**TASK DESCRIPTION**
After locating the line with "Query: woman in black coat", reproduce that line and every one following it exactly, up to the end of the entries.

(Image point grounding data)
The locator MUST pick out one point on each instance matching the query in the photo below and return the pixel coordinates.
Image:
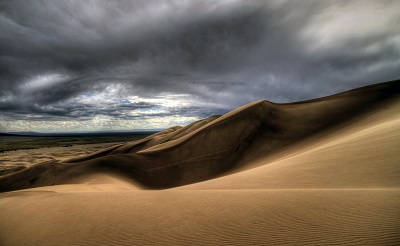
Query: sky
(76, 66)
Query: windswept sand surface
(321, 172)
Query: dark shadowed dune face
(208, 148)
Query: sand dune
(208, 148)
(319, 172)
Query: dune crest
(209, 148)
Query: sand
(329, 176)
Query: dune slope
(211, 147)
(297, 179)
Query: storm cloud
(152, 64)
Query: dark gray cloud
(75, 60)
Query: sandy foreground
(339, 186)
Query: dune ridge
(208, 148)
(320, 172)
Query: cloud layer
(68, 65)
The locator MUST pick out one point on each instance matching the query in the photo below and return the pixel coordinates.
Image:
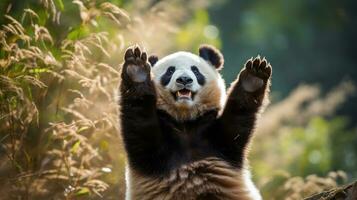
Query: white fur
(182, 61)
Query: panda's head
(188, 85)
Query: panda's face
(187, 82)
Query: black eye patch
(200, 78)
(165, 79)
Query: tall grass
(58, 96)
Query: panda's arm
(139, 122)
(246, 98)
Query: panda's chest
(189, 144)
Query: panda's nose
(184, 80)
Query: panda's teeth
(184, 93)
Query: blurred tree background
(59, 70)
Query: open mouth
(183, 94)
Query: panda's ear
(212, 55)
(153, 59)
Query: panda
(185, 137)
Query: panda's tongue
(184, 93)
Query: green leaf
(78, 33)
(83, 191)
(59, 4)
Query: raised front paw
(255, 74)
(135, 68)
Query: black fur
(200, 78)
(156, 142)
(212, 55)
(153, 59)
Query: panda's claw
(128, 54)
(137, 51)
(249, 64)
(135, 67)
(256, 73)
(144, 56)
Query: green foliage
(59, 74)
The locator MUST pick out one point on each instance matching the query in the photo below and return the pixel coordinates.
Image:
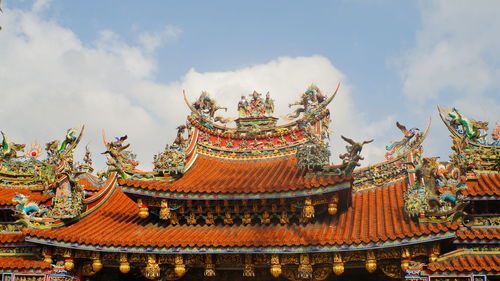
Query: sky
(122, 65)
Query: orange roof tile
(11, 237)
(468, 261)
(479, 233)
(88, 183)
(218, 175)
(7, 194)
(487, 184)
(376, 216)
(22, 263)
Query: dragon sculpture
(470, 128)
(204, 107)
(309, 101)
(397, 147)
(437, 190)
(351, 158)
(27, 210)
(10, 149)
(173, 158)
(120, 158)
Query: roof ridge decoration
(120, 158)
(470, 142)
(435, 193)
(58, 175)
(391, 169)
(256, 133)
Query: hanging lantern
(164, 210)
(275, 266)
(87, 270)
(96, 261)
(47, 255)
(338, 264)
(371, 262)
(180, 267)
(152, 269)
(305, 268)
(435, 250)
(124, 264)
(69, 263)
(405, 259)
(209, 266)
(143, 209)
(333, 204)
(308, 210)
(249, 267)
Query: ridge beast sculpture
(397, 148)
(27, 210)
(470, 128)
(256, 106)
(119, 158)
(173, 158)
(204, 107)
(470, 144)
(351, 158)
(57, 175)
(436, 193)
(10, 149)
(310, 101)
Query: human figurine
(256, 105)
(269, 104)
(243, 107)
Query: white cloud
(455, 63)
(456, 51)
(51, 81)
(153, 40)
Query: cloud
(151, 41)
(52, 81)
(456, 51)
(454, 63)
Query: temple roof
(216, 175)
(462, 260)
(12, 237)
(487, 184)
(7, 194)
(490, 234)
(376, 219)
(23, 263)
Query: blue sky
(113, 63)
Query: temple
(251, 198)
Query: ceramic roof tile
(22, 263)
(7, 194)
(12, 237)
(116, 223)
(487, 184)
(467, 261)
(490, 233)
(217, 175)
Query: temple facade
(251, 198)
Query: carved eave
(390, 170)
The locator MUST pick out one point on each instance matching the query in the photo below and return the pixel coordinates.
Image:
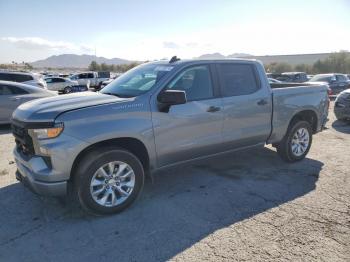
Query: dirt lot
(243, 206)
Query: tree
(336, 62)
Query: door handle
(262, 102)
(213, 109)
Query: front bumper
(28, 171)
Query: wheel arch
(307, 115)
(134, 145)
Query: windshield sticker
(163, 68)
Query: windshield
(322, 78)
(137, 81)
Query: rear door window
(17, 90)
(196, 82)
(4, 90)
(237, 79)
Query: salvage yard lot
(242, 206)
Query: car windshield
(137, 81)
(322, 78)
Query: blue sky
(140, 30)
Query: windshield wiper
(118, 95)
(111, 94)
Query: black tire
(87, 168)
(67, 90)
(284, 148)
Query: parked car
(13, 94)
(337, 82)
(25, 78)
(154, 116)
(342, 105)
(309, 77)
(60, 84)
(271, 80)
(91, 79)
(295, 77)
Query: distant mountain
(76, 61)
(212, 56)
(308, 59)
(238, 55)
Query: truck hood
(47, 109)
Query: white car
(91, 79)
(60, 84)
(14, 94)
(24, 78)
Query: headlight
(46, 133)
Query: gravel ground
(243, 206)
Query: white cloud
(170, 45)
(37, 43)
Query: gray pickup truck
(100, 146)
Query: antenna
(174, 59)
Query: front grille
(24, 142)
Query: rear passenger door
(193, 129)
(247, 105)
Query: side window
(82, 76)
(341, 78)
(195, 81)
(5, 77)
(4, 90)
(22, 78)
(17, 90)
(237, 79)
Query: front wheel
(109, 180)
(296, 143)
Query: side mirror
(168, 98)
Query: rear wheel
(296, 143)
(109, 180)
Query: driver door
(193, 129)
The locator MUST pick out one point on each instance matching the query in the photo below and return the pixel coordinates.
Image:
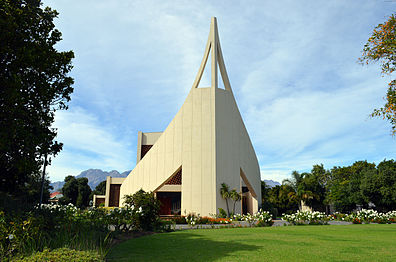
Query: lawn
(292, 243)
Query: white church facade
(206, 144)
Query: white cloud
(88, 144)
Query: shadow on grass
(177, 246)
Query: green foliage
(342, 188)
(282, 199)
(379, 186)
(381, 47)
(222, 213)
(76, 191)
(308, 243)
(34, 84)
(147, 206)
(53, 226)
(225, 194)
(100, 189)
(62, 254)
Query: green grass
(292, 243)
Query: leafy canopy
(34, 84)
(381, 47)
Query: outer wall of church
(208, 139)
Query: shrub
(306, 217)
(62, 254)
(222, 213)
(146, 207)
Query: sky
(293, 67)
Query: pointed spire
(213, 48)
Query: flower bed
(320, 218)
(307, 217)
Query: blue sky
(292, 66)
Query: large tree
(76, 191)
(34, 83)
(381, 47)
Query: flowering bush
(307, 217)
(372, 216)
(261, 218)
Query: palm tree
(235, 196)
(225, 194)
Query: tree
(100, 189)
(34, 84)
(381, 47)
(76, 191)
(379, 185)
(344, 190)
(235, 196)
(225, 194)
(147, 205)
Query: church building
(206, 144)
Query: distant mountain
(95, 176)
(272, 183)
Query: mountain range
(95, 176)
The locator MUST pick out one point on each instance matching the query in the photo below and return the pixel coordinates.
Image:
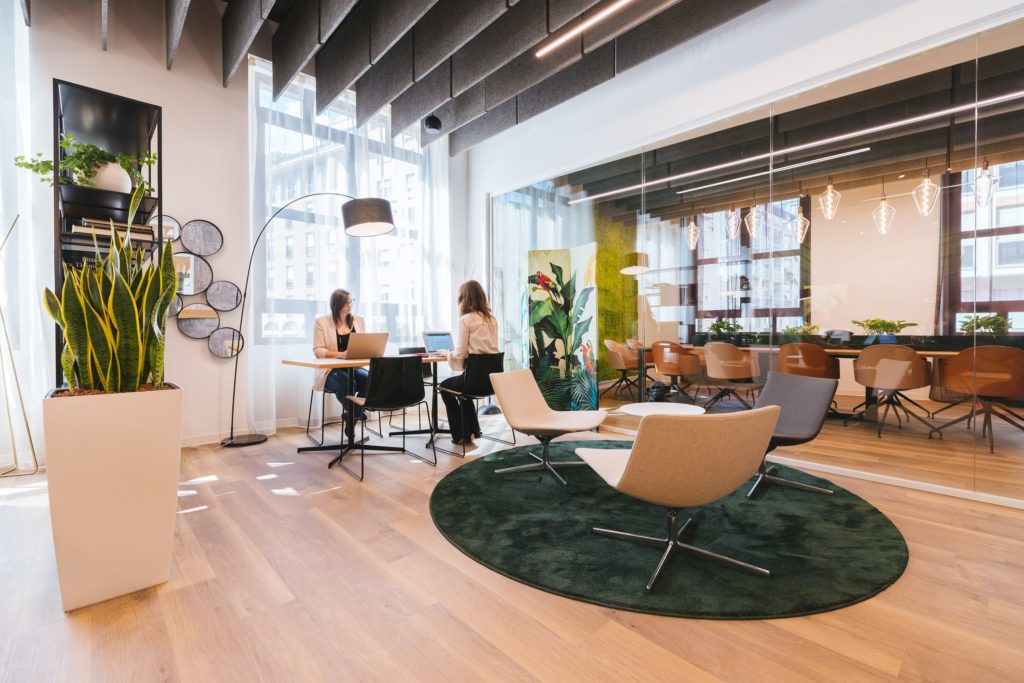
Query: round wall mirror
(172, 228)
(223, 295)
(225, 342)
(198, 321)
(202, 238)
(195, 273)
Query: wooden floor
(287, 571)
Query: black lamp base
(243, 439)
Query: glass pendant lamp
(828, 201)
(884, 213)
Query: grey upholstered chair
(525, 411)
(682, 462)
(805, 402)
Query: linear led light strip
(580, 28)
(808, 145)
(859, 151)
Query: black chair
(395, 384)
(477, 385)
(805, 402)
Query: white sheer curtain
(400, 282)
(25, 260)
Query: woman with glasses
(331, 335)
(477, 334)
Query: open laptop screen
(435, 341)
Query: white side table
(651, 408)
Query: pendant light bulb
(828, 201)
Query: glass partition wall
(879, 219)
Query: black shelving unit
(120, 125)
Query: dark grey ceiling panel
(344, 57)
(593, 70)
(449, 26)
(427, 94)
(388, 79)
(332, 13)
(561, 12)
(487, 125)
(294, 43)
(636, 13)
(526, 71)
(506, 38)
(390, 19)
(677, 25)
(239, 26)
(174, 23)
(462, 110)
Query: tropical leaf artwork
(562, 329)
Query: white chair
(682, 462)
(524, 409)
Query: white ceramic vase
(112, 464)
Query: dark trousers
(461, 412)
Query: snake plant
(114, 315)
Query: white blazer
(326, 339)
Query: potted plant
(91, 166)
(886, 330)
(114, 434)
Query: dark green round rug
(824, 552)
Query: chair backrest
(727, 361)
(673, 359)
(805, 401)
(891, 367)
(478, 368)
(807, 359)
(617, 355)
(394, 382)
(995, 372)
(520, 398)
(408, 350)
(682, 461)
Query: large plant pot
(112, 463)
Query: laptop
(366, 345)
(435, 341)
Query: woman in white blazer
(331, 335)
(477, 334)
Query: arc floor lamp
(367, 217)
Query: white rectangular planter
(112, 464)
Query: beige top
(326, 339)
(476, 335)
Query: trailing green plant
(880, 326)
(82, 160)
(993, 325)
(805, 329)
(722, 328)
(114, 315)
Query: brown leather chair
(988, 375)
(731, 369)
(891, 370)
(675, 361)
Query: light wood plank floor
(287, 571)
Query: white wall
(779, 49)
(206, 166)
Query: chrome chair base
(673, 542)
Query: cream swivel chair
(524, 409)
(683, 462)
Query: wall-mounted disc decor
(195, 273)
(172, 228)
(225, 342)
(176, 305)
(223, 295)
(198, 321)
(202, 238)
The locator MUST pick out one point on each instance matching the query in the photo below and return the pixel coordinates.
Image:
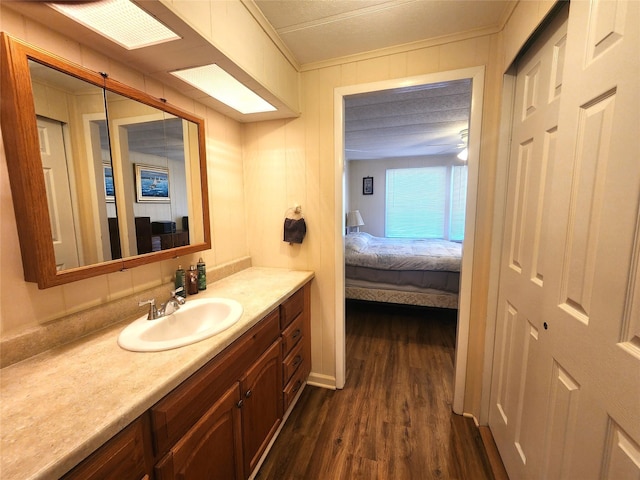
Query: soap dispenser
(202, 275)
(192, 280)
(180, 282)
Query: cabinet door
(212, 448)
(262, 404)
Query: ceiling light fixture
(214, 81)
(119, 20)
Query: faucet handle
(153, 311)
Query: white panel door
(522, 357)
(593, 424)
(566, 391)
(56, 177)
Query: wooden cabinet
(127, 456)
(295, 317)
(218, 423)
(262, 405)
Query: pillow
(356, 242)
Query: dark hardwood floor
(393, 419)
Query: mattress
(364, 250)
(421, 279)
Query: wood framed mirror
(103, 177)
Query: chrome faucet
(167, 308)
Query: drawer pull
(297, 386)
(297, 361)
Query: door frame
(497, 233)
(476, 74)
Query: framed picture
(109, 188)
(152, 183)
(367, 186)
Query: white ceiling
(415, 121)
(317, 30)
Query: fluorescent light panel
(120, 21)
(214, 81)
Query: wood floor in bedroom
(393, 419)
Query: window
(426, 202)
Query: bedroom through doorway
(402, 145)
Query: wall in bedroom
(372, 207)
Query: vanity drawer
(294, 385)
(291, 308)
(292, 362)
(175, 414)
(292, 335)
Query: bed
(422, 272)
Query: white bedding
(404, 271)
(364, 250)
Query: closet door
(522, 361)
(566, 393)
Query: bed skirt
(433, 298)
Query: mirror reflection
(122, 177)
(71, 117)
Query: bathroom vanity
(207, 410)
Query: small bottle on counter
(202, 275)
(192, 280)
(181, 282)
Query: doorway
(476, 74)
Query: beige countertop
(58, 407)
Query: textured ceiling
(414, 121)
(407, 122)
(317, 30)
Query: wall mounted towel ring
(295, 228)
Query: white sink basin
(193, 322)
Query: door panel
(58, 191)
(522, 365)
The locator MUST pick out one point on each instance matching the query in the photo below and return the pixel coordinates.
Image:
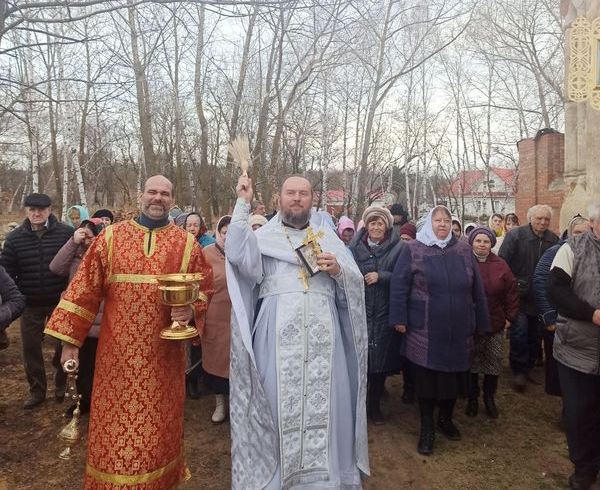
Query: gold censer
(71, 433)
(180, 290)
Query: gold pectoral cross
(303, 276)
(311, 240)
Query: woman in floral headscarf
(194, 223)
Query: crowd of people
(304, 318)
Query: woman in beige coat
(216, 335)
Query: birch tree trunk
(142, 90)
(202, 179)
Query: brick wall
(539, 180)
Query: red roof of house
(468, 180)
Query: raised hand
(244, 188)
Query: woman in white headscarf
(437, 299)
(216, 334)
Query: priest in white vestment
(299, 350)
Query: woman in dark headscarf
(437, 299)
(503, 305)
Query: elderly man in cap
(27, 253)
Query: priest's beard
(297, 220)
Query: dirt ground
(523, 449)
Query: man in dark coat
(12, 303)
(522, 248)
(27, 253)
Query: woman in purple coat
(437, 299)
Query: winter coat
(26, 257)
(576, 294)
(384, 342)
(500, 291)
(522, 249)
(438, 294)
(12, 302)
(65, 263)
(545, 308)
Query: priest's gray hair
(538, 208)
(594, 210)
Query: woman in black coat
(375, 249)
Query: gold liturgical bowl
(180, 290)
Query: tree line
(396, 95)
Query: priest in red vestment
(135, 437)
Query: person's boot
(490, 383)
(408, 394)
(473, 397)
(34, 400)
(427, 435)
(220, 413)
(445, 424)
(191, 387)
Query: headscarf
(426, 235)
(500, 231)
(472, 225)
(398, 210)
(104, 213)
(482, 230)
(257, 219)
(456, 221)
(408, 229)
(345, 224)
(576, 220)
(373, 212)
(95, 225)
(223, 221)
(180, 220)
(83, 214)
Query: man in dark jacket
(12, 303)
(521, 249)
(27, 252)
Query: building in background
(481, 192)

**RESPONSE BELOW**
Query: woman in black coat
(375, 249)
Query: gold liturgical bowl
(180, 290)
Query: tree line
(396, 95)
Query: priest in red vestment
(135, 437)
Query: person's boot
(490, 383)
(408, 394)
(473, 397)
(34, 400)
(427, 435)
(220, 413)
(445, 424)
(191, 387)
Query: headscarf
(426, 235)
(500, 231)
(472, 225)
(398, 210)
(104, 213)
(482, 230)
(257, 219)
(456, 221)
(408, 229)
(345, 224)
(576, 220)
(373, 212)
(95, 225)
(223, 221)
(180, 220)
(83, 214)
Query: man in dark jacket
(12, 303)
(521, 249)
(27, 252)
Query: building in background
(481, 192)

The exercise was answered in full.